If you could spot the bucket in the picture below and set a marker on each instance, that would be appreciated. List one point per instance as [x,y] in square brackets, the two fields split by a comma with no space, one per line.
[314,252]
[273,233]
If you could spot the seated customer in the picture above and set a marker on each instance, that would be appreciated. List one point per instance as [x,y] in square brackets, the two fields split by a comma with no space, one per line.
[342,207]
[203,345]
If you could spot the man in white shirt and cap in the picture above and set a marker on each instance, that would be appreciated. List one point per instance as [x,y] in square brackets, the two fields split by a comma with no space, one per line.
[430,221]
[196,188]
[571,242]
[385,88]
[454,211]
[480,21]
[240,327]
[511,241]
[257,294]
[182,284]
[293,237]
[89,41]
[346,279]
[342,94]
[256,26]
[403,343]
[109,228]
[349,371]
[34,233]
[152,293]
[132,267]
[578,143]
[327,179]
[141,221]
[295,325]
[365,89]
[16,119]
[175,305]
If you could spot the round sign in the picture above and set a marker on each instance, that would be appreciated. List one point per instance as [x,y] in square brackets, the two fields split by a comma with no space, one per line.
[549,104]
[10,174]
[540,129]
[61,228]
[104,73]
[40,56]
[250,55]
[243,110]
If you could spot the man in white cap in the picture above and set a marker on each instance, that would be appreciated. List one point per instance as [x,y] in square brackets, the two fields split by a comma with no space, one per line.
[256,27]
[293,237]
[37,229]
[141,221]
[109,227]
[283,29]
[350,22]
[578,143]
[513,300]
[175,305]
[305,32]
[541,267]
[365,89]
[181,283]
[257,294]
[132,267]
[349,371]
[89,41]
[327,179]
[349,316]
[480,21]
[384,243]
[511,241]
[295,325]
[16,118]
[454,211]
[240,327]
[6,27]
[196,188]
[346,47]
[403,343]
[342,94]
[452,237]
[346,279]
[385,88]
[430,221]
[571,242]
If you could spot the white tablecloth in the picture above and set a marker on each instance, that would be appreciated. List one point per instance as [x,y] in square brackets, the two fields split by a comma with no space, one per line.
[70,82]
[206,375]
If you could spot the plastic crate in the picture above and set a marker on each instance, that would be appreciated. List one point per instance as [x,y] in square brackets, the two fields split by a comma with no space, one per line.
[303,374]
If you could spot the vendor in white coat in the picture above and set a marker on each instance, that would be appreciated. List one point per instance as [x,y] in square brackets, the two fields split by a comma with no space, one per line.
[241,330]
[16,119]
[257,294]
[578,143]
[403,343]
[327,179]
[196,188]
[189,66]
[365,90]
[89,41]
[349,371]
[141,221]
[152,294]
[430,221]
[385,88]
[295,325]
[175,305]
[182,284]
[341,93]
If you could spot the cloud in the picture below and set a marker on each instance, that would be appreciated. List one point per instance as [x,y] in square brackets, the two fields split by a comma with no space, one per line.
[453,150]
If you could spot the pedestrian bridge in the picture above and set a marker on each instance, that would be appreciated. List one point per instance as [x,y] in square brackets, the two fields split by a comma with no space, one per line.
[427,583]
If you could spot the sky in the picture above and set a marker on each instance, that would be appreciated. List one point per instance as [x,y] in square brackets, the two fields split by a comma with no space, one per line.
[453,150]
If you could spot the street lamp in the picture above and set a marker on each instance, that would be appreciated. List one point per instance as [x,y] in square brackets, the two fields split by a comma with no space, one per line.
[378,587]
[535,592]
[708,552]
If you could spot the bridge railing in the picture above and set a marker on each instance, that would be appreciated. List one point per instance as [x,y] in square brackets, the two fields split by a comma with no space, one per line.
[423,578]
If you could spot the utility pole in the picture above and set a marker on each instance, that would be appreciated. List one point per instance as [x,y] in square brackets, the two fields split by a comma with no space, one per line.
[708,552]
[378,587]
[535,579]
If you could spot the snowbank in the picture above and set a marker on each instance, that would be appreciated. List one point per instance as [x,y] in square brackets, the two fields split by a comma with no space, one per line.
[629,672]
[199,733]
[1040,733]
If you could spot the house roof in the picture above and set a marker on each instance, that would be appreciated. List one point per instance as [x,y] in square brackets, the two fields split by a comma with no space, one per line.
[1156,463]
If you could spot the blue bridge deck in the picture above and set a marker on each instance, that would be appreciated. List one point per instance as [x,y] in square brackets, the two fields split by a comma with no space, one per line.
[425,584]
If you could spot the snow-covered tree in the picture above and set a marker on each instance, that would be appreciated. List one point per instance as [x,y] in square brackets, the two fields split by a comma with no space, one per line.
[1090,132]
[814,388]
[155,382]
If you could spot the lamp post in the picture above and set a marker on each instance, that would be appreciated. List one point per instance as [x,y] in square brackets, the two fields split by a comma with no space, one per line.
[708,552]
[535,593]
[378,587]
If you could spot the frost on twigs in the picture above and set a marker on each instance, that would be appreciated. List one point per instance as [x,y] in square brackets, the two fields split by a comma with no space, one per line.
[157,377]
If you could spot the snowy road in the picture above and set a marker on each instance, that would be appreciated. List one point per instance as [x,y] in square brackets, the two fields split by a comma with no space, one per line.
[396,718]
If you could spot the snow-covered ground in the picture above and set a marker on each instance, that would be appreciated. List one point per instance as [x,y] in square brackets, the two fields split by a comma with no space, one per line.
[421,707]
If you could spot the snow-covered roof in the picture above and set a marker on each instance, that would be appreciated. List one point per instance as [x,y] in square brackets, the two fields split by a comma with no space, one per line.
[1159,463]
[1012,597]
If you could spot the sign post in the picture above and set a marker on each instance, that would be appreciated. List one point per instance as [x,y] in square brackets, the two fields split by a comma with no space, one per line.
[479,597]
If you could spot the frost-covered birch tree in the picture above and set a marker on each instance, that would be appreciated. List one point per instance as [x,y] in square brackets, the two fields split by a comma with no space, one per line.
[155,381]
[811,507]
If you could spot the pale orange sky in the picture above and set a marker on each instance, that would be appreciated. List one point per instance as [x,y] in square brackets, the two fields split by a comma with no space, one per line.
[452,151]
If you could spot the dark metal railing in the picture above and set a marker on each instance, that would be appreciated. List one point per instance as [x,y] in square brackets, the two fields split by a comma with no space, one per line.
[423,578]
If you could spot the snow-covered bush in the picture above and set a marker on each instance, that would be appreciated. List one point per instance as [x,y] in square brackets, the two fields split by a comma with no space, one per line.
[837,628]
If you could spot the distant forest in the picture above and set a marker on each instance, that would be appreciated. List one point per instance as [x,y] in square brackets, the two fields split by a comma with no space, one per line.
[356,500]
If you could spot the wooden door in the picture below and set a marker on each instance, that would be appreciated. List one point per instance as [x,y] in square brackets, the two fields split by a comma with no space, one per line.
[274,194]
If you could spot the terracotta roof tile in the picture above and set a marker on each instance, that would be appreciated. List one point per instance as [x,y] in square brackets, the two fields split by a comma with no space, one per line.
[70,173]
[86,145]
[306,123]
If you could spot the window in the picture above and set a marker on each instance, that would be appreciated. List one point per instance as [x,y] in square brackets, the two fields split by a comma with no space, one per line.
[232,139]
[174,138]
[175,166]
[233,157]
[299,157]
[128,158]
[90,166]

━━━━━━━━

■ PROBLEM
Switch every "set a marker" in the material above to "place a dot" and write all the lines out again. Leave everything else unchanged.

■ EXPECTED ANSWER
If you could spot the bucket in the picture below and place a dot on each instance, that would be appreciated. List one point per instance as [x,y] in square brackets, the two fields split by a comma with no space, one per line.
[314,252]
[273,233]
If you could spot the seated customer in the picture above and place a dot on each instance, that would be appreciated. List one point per instance as [x,y] in square brackets, the two fields split by a comma with no space, one per line.
[342,207]
[203,345]
If you could spot the man in white shirt and cap in the picture above and place a dot on each instance, that would be appreciated. List one point per instance as [x,y] in square brackets, the two fields split by a comma with no space, one per line.
[430,221]
[196,188]
[571,242]
[385,88]
[454,211]
[480,21]
[240,327]
[511,241]
[257,294]
[182,284]
[293,237]
[89,41]
[346,279]
[342,94]
[256,26]
[403,343]
[109,228]
[349,371]
[34,233]
[152,293]
[132,267]
[578,143]
[327,179]
[141,221]
[295,325]
[365,89]
[16,119]
[175,305]
If you could spot the round sign in the picture above and place a dot on each instance, that would be appreciated. List one point per instance as [x,y] in square brackets, the two fields split by a comma with no space, one per line.
[549,104]
[10,174]
[540,129]
[61,228]
[104,73]
[40,56]
[250,55]
[243,110]
If you could spot the man in white cap in the picture above and place a dot on each instance, that would be appreciated. List one point per instance as [x,y] in square brackets, the two fields split by a comma with no space, one per line.
[256,27]
[293,237]
[37,229]
[141,221]
[109,227]
[283,29]
[350,22]
[578,143]
[513,300]
[175,305]
[305,32]
[541,267]
[365,89]
[181,283]
[257,294]
[132,267]
[349,371]
[89,41]
[327,179]
[349,316]
[480,21]
[384,243]
[511,241]
[295,325]
[16,118]
[454,211]
[240,327]
[6,27]
[196,188]
[346,47]
[403,343]
[342,94]
[452,237]
[346,279]
[385,88]
[430,221]
[571,242]
If you could spot the white tablecloth in the picture above and place a dot on each instance, that would be appreciated. List one point per instance as [x,y] in square brackets, the two fields split by a comma with no space, one per line.
[70,82]
[206,375]
If you could spot the plastic crate in the picture above and place a dot on each instance, that would be appreciated. List one point per instance as [x,y] in square brackets, the two fields split by a comma with no space, one per line.
[303,374]
If you could spot the vendor in white coat in the picture above and place a dot on each instance, that would be appreciated. List one point per instance as [x,y] in square brackets, the two fields split by a comma with no space, one per line.
[241,330]
[16,119]
[257,294]
[578,143]
[403,343]
[327,179]
[196,188]
[189,66]
[365,90]
[89,41]
[349,371]
[141,221]
[152,294]
[430,221]
[385,88]
[295,325]
[175,305]
[182,284]
[341,93]
If you could spot the cloud in the picture below and place a dot on each instance, that would be appreciated. List one point per instance as [x,y] in square brackets, the two fields split by a comma with no space, one per line.
[453,150]
If you could spot the pedestrian bridge in the picture above and place a dot on each instance, that would be appreciated. List one point per instance as [x,y] in square brackets, the two fields split by a comma with no space, one per line.
[427,583]
If you could spot the sky in the picture above and place a dot on each instance, that would be appreciated. List one point per instance as [x,y] in square brackets, the two fields split by a comma with no space, one per line.
[453,150]
If you could spot the street lamp in the picture above and place a dot on each instance, that would be appreciated. List one point per instance as [x,y] in square brackets, the two fields split by a comma with no space, one per line.
[378,587]
[535,592]
[708,552]
If you could spot the bridge railing in the picture above and place a dot on each instance, that would be appreciated. List one point per instance as [x,y] in square brackets, the two fields split by a comma with no space, one per line.
[423,578]
If you could spot the utility pole in the picture above and place a dot on each instance, that would be appreciated. List one point per instance as [x,y] in square brackets, the two fields split by a comma with no space, one per line.
[708,552]
[378,587]
[535,579]
If you could spot the snowbank in the picture above and place a dot on each instance, that would be appreciated. List one point per instance as [x,y] in square brackets, the two fields split by a comma with no space, one per line.
[629,672]
[199,733]
[1040,733]
If you could spot the house roof in the picture above and place a dot on each instance, that would be appreciated. List one point per instance as [x,y] in square brackets, the two fields split by a comma with no space, one per line.
[1156,463]
If you could spot the blue bridge deck in the picture above and place a dot on each instance, that would be appreciated. List one point per instance as [x,y] in square brackets, the two fields split by a comma with no space, one per line.
[425,584]
If you could spot the snow-covered tree in the picture above and place a dot on each instance, that would be appreciated. List one point per instance as [x,y] in square brackets, the two fields split by a comma with no space, one per line.
[1090,132]
[814,388]
[155,382]
If you could spot the lamp post in the picture above and place a dot on each instance, that would be appreciated. List one point per instance as [x,y] in square brackets, the two fields split by a comma with no space, one per line.
[708,552]
[535,593]
[378,587]
If you could spot the frost on twigs in the picture above and place a dot on each instance, that would be appreciated. List one point per instance as [x,y] in square brackets, the two fields split by a comma with no space, one per line.
[157,377]
If you could spot the snowy road in the picture above and place a dot on each instance, that would be appreciated. List one point per instance as [x,y] in square brackets, the two fields split by a comma with no space, one per line.
[396,718]
If you could spot the snow-covered ground in the picture above and place a dot on each instance, that would be appreciated. List one point per instance as [x,y] in square brackets, the two fields split by a comma with no space, one per line.
[421,707]
If you could spot the snow-covered roof in the picture above and place a dot on each instance, that would be appreciated. List one point per instance as [x,y] in square brackets, the two fields split by a comma with no space, one per line.
[1159,463]
[1012,597]
If you could spot the sign post in the picture above and place a dot on each instance, that would be appreciated. List one point per instance as [x,y] in square brackets, the two fields split by a comma with no space, one per line.
[479,597]
If you could spot the frost-covered birch tree in the picture above and place a dot on each instance, that would be appreciated. List one point per instance as [x,y] in square brackets, the two fields split by a comma with no space, one per line.
[155,381]
[811,507]
If you could spot the pale orange sky in the picture above and place a dot on each instance, that would be appreciated. List one point per instance as [x,y] in square brackets, the two fields split by a comma with no space, one per line.
[452,151]
If you could spot the dark metal railing in the picture above and place a dot on each instance, that would be appreciated. List one point per instance as [x,y] in square brackets, the two fields split by a comma with no space, one per line.
[423,578]
If you could spot the snow-covered bush in the picture above and place a dot on each instance, that would be appreciated. List one point per instance as [x,y] in square brackets, the two fields split by a comma with no space, one per line.
[837,628]
If you could spot the distant forest in the picture above and place a dot on each instance, that would be appreciated. List one point per instance as [x,y] in square brackets, the two fields split by a comma with no space, one per line.
[356,500]
If you could spot the wooden door in the picture below and place a dot on each instance, that would be appreciated. List one point per instance as [x,y] in square brackets, the two fields split by a comma with no space, one per line.
[274,194]
If you could spot the terracotta roof tile in the picture above and place a dot on each instance, that would be appreciated. List one point per instance as [x,y] in square brackets, the two fields split by a comma with no space, one per line.
[70,173]
[86,145]
[306,123]
If you could spot the window in the picture above and place a dot on each instance, that would be appreciated. List one point per instance as [x,y] in square brackets, the two fields split by a comma with no space, one per line.
[232,139]
[174,138]
[175,166]
[233,157]
[299,157]
[128,158]
[90,166]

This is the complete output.